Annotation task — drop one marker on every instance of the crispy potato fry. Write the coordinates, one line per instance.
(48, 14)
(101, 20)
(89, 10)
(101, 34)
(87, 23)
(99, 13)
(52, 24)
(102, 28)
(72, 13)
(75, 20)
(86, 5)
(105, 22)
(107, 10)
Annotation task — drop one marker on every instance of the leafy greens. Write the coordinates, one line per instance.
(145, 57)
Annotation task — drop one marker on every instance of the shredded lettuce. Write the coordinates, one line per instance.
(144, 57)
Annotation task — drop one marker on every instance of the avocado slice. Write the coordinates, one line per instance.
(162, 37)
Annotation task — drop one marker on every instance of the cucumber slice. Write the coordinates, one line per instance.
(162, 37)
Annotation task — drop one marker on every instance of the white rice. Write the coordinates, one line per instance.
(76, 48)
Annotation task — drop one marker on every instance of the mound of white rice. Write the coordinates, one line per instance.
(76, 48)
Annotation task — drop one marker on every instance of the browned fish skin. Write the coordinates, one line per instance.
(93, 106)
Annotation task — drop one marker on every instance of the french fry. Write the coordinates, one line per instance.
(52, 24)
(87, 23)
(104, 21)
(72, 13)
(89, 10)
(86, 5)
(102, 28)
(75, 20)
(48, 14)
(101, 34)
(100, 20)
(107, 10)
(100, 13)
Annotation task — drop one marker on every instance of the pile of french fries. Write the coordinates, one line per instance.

...

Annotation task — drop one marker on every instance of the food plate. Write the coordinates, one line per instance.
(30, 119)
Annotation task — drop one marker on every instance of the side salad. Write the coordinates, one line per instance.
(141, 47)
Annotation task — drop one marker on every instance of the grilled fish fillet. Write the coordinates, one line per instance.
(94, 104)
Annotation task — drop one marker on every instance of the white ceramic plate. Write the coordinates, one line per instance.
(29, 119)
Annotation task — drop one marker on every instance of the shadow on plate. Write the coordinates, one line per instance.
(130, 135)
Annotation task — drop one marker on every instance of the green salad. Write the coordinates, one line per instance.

* * *

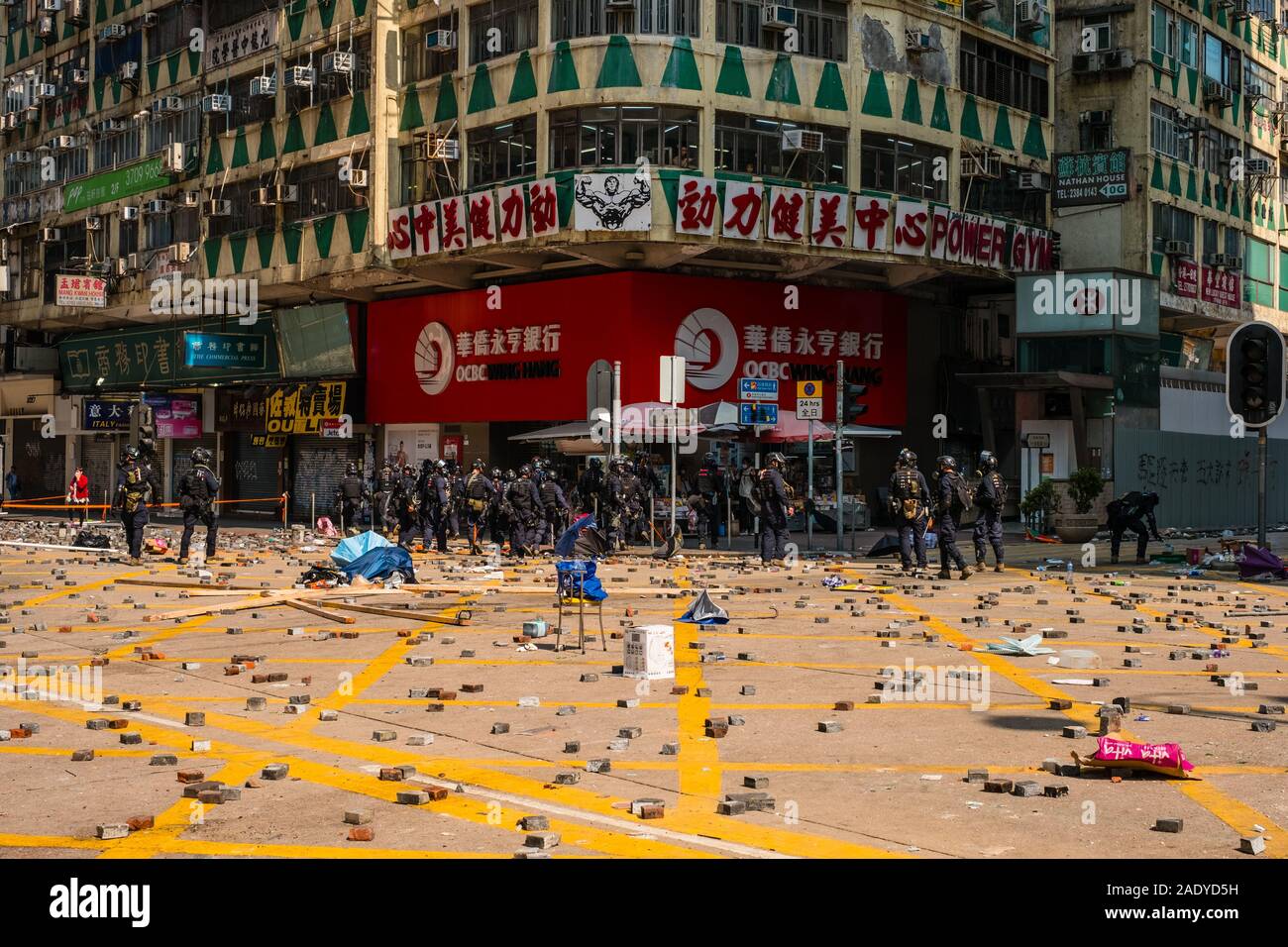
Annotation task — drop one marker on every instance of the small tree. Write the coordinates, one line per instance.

*Set task*
Copy out, word for word, the lines above from the line containing "of the mound" through the line containing "fries. Write the coordinates, one line per instance.", both included.

*Solution for this problem*
Annotation task — drop one marker on every instance of the mound of white rice. Write the coordinates, one line per instance.
(76, 48)
Annotation task — drop one marker on every instance of the browned fish skin. Write the coordinates, one line per instance.
(93, 106)
Annotation task — drop one marker on every instance of the french fry. Write the coordinates, one line per instance.
(52, 24)
(87, 23)
(104, 21)
(72, 13)
(89, 10)
(86, 5)
(102, 28)
(75, 20)
(48, 14)
(101, 34)
(100, 20)
(107, 10)
(100, 13)
Annotation task — drop one marker on every instance of the pile of french fries. Write the coordinates, one line per instance.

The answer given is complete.